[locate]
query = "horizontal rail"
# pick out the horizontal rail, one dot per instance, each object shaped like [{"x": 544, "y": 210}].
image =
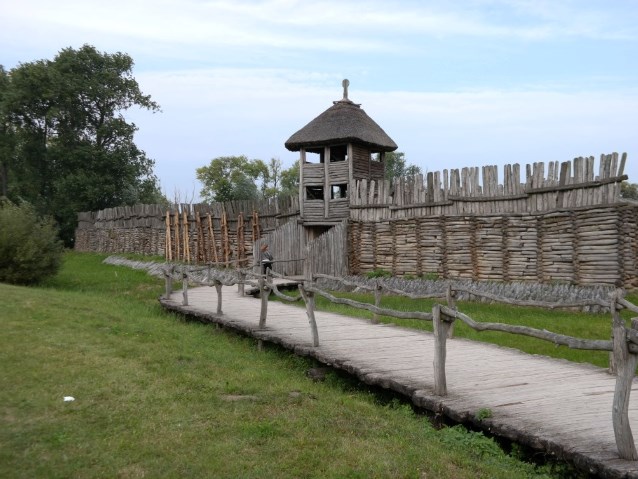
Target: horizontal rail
[
  {"x": 370, "y": 307},
  {"x": 560, "y": 339}
]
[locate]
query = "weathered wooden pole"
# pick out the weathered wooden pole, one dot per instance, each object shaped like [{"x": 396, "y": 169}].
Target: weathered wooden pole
[
  {"x": 617, "y": 327},
  {"x": 377, "y": 300},
  {"x": 309, "y": 299},
  {"x": 241, "y": 283},
  {"x": 184, "y": 287},
  {"x": 441, "y": 328},
  {"x": 168, "y": 249},
  {"x": 218, "y": 287},
  {"x": 626, "y": 362},
  {"x": 263, "y": 293},
  {"x": 451, "y": 303},
  {"x": 168, "y": 277}
]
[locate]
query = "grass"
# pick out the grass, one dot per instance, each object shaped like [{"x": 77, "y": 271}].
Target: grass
[
  {"x": 156, "y": 396},
  {"x": 571, "y": 323}
]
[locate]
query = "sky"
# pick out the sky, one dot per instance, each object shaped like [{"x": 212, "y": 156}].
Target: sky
[{"x": 454, "y": 84}]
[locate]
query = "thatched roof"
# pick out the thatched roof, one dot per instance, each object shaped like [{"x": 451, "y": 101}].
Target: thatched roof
[{"x": 343, "y": 122}]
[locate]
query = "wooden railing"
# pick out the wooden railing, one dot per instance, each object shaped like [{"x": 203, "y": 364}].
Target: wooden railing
[
  {"x": 241, "y": 277},
  {"x": 623, "y": 345}
]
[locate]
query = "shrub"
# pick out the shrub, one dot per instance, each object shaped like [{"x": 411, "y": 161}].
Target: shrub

TASK OBJECTIVE: Give all the entries again exactly, dropping each picture.

WRITTEN SOLUTION:
[locate]
query = "horizontal rail"
# pick out the horizontal rail, one dot per instance, each object shaped like [{"x": 544, "y": 210}].
image =
Target: horizontal rail
[
  {"x": 370, "y": 307},
  {"x": 560, "y": 339}
]
[locate]
query = "weathered wooden pole"
# pick out the weathered wooden pole, one dot per instance, each object shaped like [{"x": 396, "y": 169}].
Target: weathered wooden pole
[
  {"x": 617, "y": 327},
  {"x": 377, "y": 300},
  {"x": 309, "y": 299},
  {"x": 241, "y": 283},
  {"x": 184, "y": 287},
  {"x": 441, "y": 328},
  {"x": 168, "y": 249},
  {"x": 218, "y": 287},
  {"x": 626, "y": 362},
  {"x": 263, "y": 293},
  {"x": 451, "y": 303},
  {"x": 168, "y": 277}
]
[locate]
query = "grass"
# pick out the grass, one dot per instance, each object shaped like [{"x": 77, "y": 271}].
Target: grass
[
  {"x": 156, "y": 396},
  {"x": 571, "y": 323}
]
[locate]
query = "sky"
# pick out the sky, one dot per instance, each object shaped like [{"x": 212, "y": 156}].
Target: sky
[{"x": 454, "y": 84}]
[locate]
query = "thatched roof"
# pick out the thatched roof, one dot per instance, each object shaped like [{"x": 451, "y": 101}].
Target: thatched roof
[{"x": 343, "y": 122}]
[locate]
query = "wooden railing"
# pick out the wooden railing, one dot per instance, each object shaped like [{"x": 203, "y": 364}].
Target: wooden railing
[
  {"x": 241, "y": 277},
  {"x": 623, "y": 345}
]
[locate]
query = "shrub"
# pick out the shrub, one dot per instance, each object shaped like [{"x": 411, "y": 161}].
Target: shrub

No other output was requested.